■ Aim
Answer these from the text on Irish presidential elections:
1. On what date did the last election take place?
2. What is the voting age?
3. What is the minimum age for a candidate?

----- Text section -----

The Irish presidential election determines who serves as the President of Ireland, the head of state of Ireland. The last election took place on 26 October 2018. Where only one candidate is nominated, that candidate is declared elected without a ballot; this has occurred on six occasions.

Procedure
Presidential elections are conducted in line with Article 12 of the Constitution and under the Presidential Elections Act 1993, as amended. An election is ordinarily held not more than 60 days before the scheduled ending of the incumbent's seven-year term of office. In case of a casual vacancy (by death, resignation or impeachment) an election is held within 60 days. The dates during which candidates may be nominated and the date of the election are fixed by an order made by the Minister for Housing, Planning and Local Government.

All Irish citizens may vote in presidential elections if they have the right to vote in elections to Dáil Éireann (the lower house of the Oireachtas or parliament). The voting age is eighteen. The Dáil electoral register is based on residency within a geographical Dáil constituency, so that those living abroad may not vote, except diplomats and military posted overseas. Resident UK citizens may vote in Dáil elections but not presidential elections. A proposed constitutional amendment would give non-resident citizens a vote in presidential elections.

Elections are conducted by means of the instant-runoff voting, which is the single-winner analogue of the single transferable vote used in other Irish elections. The constitution calls the system "proportional representation by means of the single transferable vote", although a single-seat election cannot be proportional.

To qualify, candidates must:
be a citizen of Ireland,
be at least 35 years of age, and
be nominated by:
at least twenty of the 220 serving members of the Houses of the Oireachtas, or
at least four of the 31 county or city Councils, or
him- or herself, in the case of an incumbent or former president who has served one term.

----- Supplied data -----

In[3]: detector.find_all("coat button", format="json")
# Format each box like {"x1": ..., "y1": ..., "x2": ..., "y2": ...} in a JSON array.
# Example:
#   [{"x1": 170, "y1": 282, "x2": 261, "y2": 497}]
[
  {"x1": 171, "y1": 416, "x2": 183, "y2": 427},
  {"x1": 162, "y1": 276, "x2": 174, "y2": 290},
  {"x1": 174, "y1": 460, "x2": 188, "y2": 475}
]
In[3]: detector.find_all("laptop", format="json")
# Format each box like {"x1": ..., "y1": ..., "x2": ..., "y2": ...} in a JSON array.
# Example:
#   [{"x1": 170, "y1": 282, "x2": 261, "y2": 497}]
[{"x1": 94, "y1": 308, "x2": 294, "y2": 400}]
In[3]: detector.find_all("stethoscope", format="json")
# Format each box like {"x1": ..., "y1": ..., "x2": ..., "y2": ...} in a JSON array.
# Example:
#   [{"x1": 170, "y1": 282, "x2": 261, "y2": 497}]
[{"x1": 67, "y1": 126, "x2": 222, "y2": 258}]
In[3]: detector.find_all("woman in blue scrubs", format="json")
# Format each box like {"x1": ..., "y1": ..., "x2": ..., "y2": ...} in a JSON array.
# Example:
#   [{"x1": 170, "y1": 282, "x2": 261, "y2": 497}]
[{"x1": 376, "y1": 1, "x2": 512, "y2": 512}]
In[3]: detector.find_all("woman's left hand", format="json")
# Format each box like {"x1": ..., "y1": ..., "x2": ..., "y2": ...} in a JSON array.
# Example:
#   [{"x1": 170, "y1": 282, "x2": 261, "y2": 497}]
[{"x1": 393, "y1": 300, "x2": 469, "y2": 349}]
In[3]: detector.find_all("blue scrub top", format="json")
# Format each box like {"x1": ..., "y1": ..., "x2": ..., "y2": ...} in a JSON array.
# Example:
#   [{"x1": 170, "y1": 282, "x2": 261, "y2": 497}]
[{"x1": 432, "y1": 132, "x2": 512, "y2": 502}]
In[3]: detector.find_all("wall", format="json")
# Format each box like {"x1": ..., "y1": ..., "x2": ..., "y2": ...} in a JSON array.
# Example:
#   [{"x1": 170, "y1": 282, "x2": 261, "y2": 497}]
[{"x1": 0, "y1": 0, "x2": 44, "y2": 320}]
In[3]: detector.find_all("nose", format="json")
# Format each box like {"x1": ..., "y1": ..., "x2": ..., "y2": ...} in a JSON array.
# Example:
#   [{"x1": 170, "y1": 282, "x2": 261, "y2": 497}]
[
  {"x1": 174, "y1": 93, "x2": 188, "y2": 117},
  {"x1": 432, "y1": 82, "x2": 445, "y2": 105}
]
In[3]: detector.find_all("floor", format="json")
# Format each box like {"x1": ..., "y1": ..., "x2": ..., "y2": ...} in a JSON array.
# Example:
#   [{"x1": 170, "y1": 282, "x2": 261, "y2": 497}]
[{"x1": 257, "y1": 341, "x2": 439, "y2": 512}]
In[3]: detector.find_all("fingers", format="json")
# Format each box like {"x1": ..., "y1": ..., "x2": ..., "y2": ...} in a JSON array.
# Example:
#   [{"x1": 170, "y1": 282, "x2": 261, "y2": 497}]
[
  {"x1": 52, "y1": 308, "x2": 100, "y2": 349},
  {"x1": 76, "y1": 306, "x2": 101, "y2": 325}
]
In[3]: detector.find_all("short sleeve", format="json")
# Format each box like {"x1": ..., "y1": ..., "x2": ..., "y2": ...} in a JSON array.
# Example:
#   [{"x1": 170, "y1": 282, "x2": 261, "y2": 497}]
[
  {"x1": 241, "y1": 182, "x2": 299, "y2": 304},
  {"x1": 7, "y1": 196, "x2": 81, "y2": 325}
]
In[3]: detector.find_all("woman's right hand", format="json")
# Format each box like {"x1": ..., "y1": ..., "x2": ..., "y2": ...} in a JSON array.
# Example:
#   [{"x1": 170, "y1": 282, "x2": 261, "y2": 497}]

-----

■ Answer below
1. 26 October 2018
2. Eighteen
3. 35 years